EXTRAIT SOURCE:
┌────────

ANNEXE

 

Durant l'année scolaire 1993-1994, Sabine Contrepois, enseignante d'histoire-géographie du lycée professionnel Frédéric Mistral de Fresnes, décide de "restituer la parole à ceux qui ne l'ont pas". Elle va dès lors gérer un projet qui aura un retentissement national et même international en posant cette simple question aux élèves : "En quoi votre histoire familiale a-t-elle rencontré l'Histoire ?". Le résultat obtenu se présente sous la forme d'un recueil de 41 textes, 41 itinéraires qui racontent 41 trajectoires. Le recueil a été primé et a valu aux élèves l'intérêt de l'université américaine de Berkeley, ainsi que des articles dans Libération (8/11/94), le Pèlerin magazine (18/11/94) et ... le New York Times (25/11/94). En voici l'avant propos :

" Le hasard a fait que votre concours Mémoire des migrations croise le chemin d'un travail sur la mémoire familiale que nous avons engagé cette année.

 

Les modules, qui nous ont donné une plus grande souplesse dans l'organisation des cours d'histoire, nous ont permis de faire aboutir ce projet qui était en germe depuis un certain temps.

└────────

LISTE DES DONNÉES:
┌────────

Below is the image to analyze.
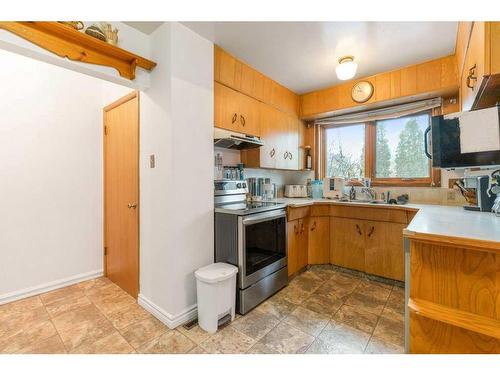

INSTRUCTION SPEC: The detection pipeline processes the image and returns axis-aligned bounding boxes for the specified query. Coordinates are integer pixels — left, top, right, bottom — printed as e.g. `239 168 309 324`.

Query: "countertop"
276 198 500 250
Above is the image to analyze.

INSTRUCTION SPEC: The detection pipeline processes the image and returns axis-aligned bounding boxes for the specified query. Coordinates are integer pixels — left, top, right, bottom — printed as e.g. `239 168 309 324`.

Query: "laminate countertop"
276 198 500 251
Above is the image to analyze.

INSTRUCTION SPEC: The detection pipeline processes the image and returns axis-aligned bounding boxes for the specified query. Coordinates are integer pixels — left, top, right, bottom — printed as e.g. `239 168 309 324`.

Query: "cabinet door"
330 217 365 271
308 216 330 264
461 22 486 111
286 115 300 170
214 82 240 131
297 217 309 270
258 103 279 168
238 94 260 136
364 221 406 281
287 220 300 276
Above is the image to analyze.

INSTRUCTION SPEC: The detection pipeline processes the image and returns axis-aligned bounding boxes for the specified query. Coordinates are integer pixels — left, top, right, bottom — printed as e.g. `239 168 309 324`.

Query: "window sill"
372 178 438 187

└────────
┌────────

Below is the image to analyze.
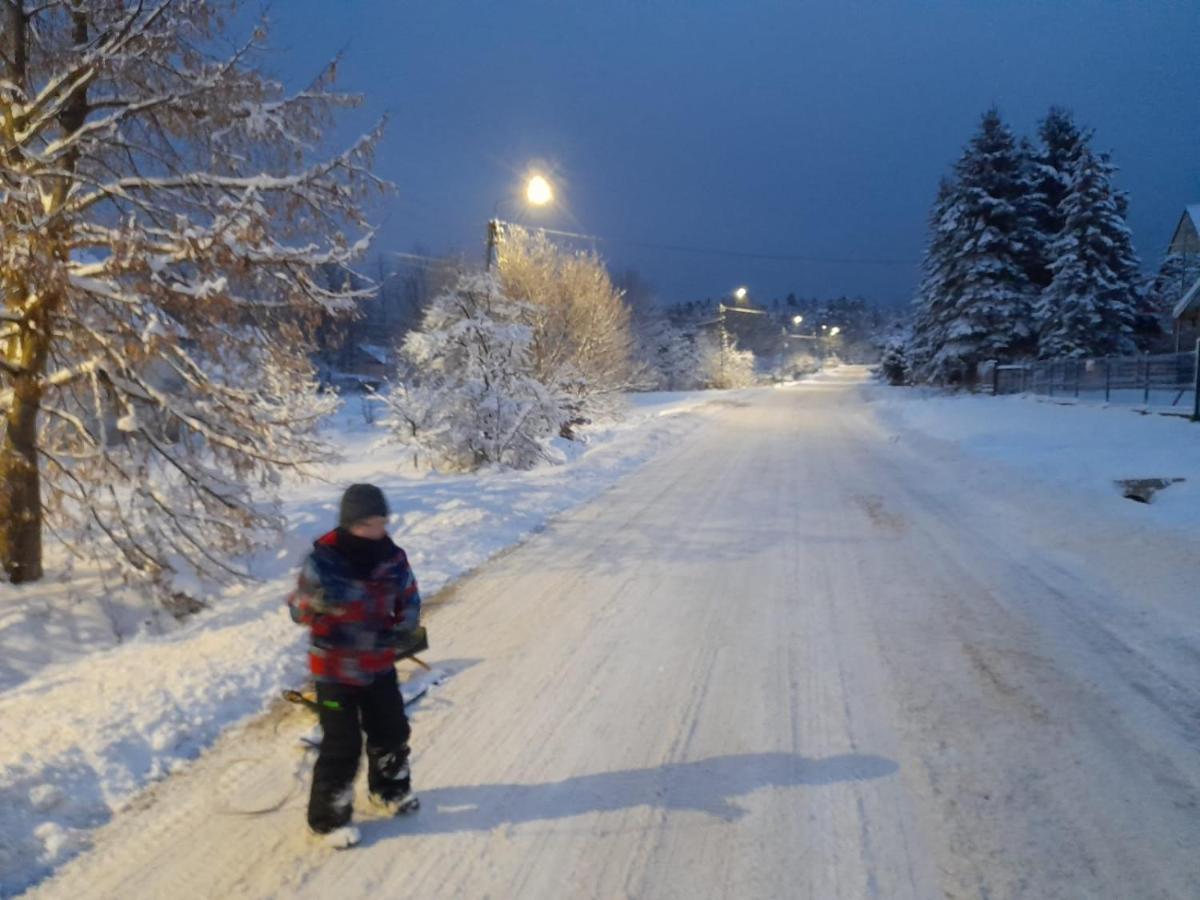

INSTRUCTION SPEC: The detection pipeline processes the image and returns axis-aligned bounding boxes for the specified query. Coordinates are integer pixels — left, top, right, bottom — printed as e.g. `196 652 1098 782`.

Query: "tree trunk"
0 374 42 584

└────────

TRAVAIL À FAIRE:
[A] Pour chaque affirmation, dites si elle s'accorde avec l'extrait sur le projet du lycée de Fresnes. Répondez par oui ou non et citez mot pour mot le passage décisif. (i) Le recueil réunit 41 textes. (ii) Le projet a été conduit pendant l'année scolaire 1995-1996. (iii) Le New York Times a publié un article sur le recueil.
[B] Reprenez la rédaction de l'extrait sur le projet du lycée de Fresnes à la suite de sa dernière phrase.
La liste n'a aucun lien avec l'extrait sur le projet du lycée de Fresnes.

RÉPONSES ATTENDUES:
[A]
(i) Oui : « un recueil de 41 textes ».
(ii) Non : « Durant l'année scolaire 1993-1994 ».
(iii) Oui : « et ... le New York Times (25/11/94) ».

[B]
C'est d'abord le parcours de trois élèves des années précédentes qui nous a amenés à réfléchir sur la mémoire familiale :

- Celui de Meak, d'origine cambodgienne, qui avait les larmes aux yeux le jour où nous évoquions en cours les conflits indochinois. Son père, officier de l'armée cambodgienne, avait été fusillé dès l'entrée des sinistres Khmers rouges dans Phnom Penh. Avec sa mère, elle avait vécu l'horreur des camps avant d'arriver en France, via la Thaïlande.

- Celui de Sadi, d'origine algérienne, qui avait rejoint à dix ans son père installé en France. Son premier contact avec la France s'était fait naturellement par l'intermédiaire de l'école et aussi sous la forme d'une punition. Habitué à tutoyer tout le monde, son professeur lui avait donné à copier cent fois : "je ne dois pas tutoyer mon professeur". Cela l'avait marqué au point qu'un jour où sa langue a fourché, il est devenu rouge de confusion.

- Celui de Nicolas, d'origine bretonne, qui nous expliqua qu'il n'avait jamais mis les pieds en Bretagne et qu'il n'en connaissait rien, pas même une ville. Affectueusement, nous l'avions surnommé "le p'tit Beur".

 

C'est aussi la lecture des ouvrages de Pierre Bourdieu, La Misère du monde et de Pierre Nora, Les Lieux de Mémoire qui a suscité de nombreuses questions dont deux essentielles : 

 

- L'absolue nécessité démocratique de restituer le droit de parole à ceux qui ne l'ont pas, pour des raisons multiples.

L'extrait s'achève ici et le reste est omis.